# The large-scale environment from cosmological simulations II: The   redshift evolution and distributions of baryons

**Authors:** Weiguang Cui, Alexander Knebe, Noam I. Libeskind, Susana Planelles,, Xiaohu Yang, Wei Cui, Romeel Dave, Xi Kang, Robert Mostoghiu, Lister, Staveley-Smith, Huiyuan Wang, Peng Wang, Gustavo Yepes

arXiv: 1902.09522 · 2019-03-13

## TL;DR

This study examines how large-scale environments and baryon distributions evolve with redshift in cosmological simulations, confirming that baryons minimally impact environment classification and that the gas web remains an unbiased matter tracer.

## Contribution

It extends previous analysis to higher redshifts, analyzing baryon effects and the distribution of the warm-hot intergalactic medium across different large-scale environments.

## Key findings

- Baryon models have negligible effect on large-scale environment classification.
- The gas web is an unbiased tracer of total matter, especially at high redshifts.
- Approximately 40% of gas is in the warm-hot intergalactic medium, decreasing with redshift.

◆ ◆ ◆ ◆ ◆

• [Things to do]:
(1) In the cosmological simulations summary, write out everything from "- The gas web" down to "decreasing with redshift.", putting "WHIM" in place of "warm-hot intergalactic medium".
(2) Render this sentence from the cosmological simulations summary in Spanish: "Baryon models have negligible effect on large-scale environment classification."
(3) Extend the cosmological simulations summary past its final line.

• [Dataset content]:
◆ ◆ ◆ ◆ ◆

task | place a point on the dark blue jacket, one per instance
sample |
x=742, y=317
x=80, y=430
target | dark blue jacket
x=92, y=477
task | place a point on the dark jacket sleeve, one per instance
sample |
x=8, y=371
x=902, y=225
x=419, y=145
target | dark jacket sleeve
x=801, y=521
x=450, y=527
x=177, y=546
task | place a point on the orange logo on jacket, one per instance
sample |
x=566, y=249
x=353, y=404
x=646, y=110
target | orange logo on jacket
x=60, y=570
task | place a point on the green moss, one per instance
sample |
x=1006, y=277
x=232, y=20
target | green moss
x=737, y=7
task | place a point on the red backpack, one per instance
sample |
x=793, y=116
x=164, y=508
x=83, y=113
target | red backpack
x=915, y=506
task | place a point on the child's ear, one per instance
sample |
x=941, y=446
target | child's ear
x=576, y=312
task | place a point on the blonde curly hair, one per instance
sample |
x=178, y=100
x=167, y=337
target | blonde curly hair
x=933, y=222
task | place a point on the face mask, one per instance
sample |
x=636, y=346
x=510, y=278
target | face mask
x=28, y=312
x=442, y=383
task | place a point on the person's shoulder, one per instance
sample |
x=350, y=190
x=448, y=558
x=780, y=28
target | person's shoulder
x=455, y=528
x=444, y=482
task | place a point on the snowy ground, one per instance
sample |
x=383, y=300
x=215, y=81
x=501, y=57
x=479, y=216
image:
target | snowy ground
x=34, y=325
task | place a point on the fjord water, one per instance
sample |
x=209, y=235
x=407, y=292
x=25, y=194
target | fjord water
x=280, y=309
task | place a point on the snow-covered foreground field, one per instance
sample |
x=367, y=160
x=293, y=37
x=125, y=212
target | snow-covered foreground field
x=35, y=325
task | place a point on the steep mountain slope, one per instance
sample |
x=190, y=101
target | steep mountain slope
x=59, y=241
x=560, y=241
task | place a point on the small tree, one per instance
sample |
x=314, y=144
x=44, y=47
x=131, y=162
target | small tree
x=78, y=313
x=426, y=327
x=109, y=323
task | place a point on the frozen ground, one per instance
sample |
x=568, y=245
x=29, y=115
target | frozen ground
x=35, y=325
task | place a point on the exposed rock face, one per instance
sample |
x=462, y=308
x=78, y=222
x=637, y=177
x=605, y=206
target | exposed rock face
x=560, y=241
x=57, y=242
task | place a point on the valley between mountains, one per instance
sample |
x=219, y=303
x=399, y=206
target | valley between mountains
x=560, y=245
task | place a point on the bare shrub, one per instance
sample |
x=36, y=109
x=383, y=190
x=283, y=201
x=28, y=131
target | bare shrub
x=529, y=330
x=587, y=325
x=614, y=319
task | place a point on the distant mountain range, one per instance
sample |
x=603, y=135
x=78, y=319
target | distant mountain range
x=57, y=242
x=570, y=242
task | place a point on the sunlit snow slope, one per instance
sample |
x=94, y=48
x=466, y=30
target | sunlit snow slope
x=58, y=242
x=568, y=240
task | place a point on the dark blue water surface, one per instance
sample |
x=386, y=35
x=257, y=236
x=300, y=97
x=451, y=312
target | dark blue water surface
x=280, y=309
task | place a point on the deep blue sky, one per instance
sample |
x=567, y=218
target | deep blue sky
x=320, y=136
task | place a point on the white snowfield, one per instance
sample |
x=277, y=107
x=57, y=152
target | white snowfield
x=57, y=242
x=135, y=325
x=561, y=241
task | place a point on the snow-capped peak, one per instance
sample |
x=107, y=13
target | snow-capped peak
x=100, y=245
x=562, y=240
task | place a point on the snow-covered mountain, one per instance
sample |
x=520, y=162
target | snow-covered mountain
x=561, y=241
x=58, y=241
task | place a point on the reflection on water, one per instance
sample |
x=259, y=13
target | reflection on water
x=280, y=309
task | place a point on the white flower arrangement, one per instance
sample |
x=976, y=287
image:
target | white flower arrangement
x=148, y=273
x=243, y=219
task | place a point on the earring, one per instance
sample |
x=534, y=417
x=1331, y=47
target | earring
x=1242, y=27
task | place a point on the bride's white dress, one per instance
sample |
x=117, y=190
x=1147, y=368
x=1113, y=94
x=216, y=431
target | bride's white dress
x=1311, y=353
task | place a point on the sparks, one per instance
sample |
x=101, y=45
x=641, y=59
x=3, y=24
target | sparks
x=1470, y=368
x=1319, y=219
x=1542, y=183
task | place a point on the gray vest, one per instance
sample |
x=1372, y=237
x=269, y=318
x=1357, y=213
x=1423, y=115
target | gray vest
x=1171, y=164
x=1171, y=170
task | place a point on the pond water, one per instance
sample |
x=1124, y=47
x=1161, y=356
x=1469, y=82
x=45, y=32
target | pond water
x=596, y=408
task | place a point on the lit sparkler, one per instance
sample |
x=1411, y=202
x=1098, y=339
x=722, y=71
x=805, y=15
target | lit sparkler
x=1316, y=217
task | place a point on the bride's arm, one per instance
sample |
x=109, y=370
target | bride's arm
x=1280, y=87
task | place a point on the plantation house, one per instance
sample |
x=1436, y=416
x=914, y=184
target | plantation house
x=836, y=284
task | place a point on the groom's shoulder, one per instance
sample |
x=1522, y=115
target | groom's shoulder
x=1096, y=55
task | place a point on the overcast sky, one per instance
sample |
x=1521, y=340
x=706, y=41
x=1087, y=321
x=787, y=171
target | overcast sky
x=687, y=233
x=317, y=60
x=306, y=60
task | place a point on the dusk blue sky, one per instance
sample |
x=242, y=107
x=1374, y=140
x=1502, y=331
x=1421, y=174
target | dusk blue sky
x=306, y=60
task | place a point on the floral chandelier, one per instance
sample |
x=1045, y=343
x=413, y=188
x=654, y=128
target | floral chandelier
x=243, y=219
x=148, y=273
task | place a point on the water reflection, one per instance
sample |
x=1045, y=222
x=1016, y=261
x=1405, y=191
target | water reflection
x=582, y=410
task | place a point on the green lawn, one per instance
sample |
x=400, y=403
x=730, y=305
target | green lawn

◆ ◆ ◆ ◆ ◆

• [Outputs]:
(1)
- The gas web is an unbiased tracer of total matter, especially at high redshifts.
- Approximately 40% of gas is in the WHIM, decreasing with redshift.

(2) Los modelos de bariones tienen un efecto insignificante en la clasificación de los entornos a gran escala.

(3)
## Abstract

Following Cui et al. 2018 (hereafter Paper I) on the classification of large-scale environments (LSE) at z = 0, we push our analysis to higher redshifts and study the evolution of LSE and the baryon distributions in them. Our aim is to investigate how baryons affect the LSE as a function of redshift. In agreement with Paper I, the baryon models have negligible effect on the LSE over all investigated redshifts. We further validate the conclusion obtained in Paper I that the gas web is an unbiased tracer of total matter -- even better at high redshifts. By separating the gas mainly by temperature, we find that about 40 per cent of gas is in the so-called warm-hot intergalactic medium (WHIM). This fraction of gas mass in the WHIM decreases with redshift, especially from z = 1 (29 per cent) to z = 2.1 (10 per cent). By separating the whole WHIM gas mass into the four large-scale environments (i.e. voids, sheets, filaments, and knots), we find that about half of the WHIM gas is located in filaments. Although the total gas mass in WHIM decreases with redshift, the WHIM mass fractions in the different LSE seem unchanged.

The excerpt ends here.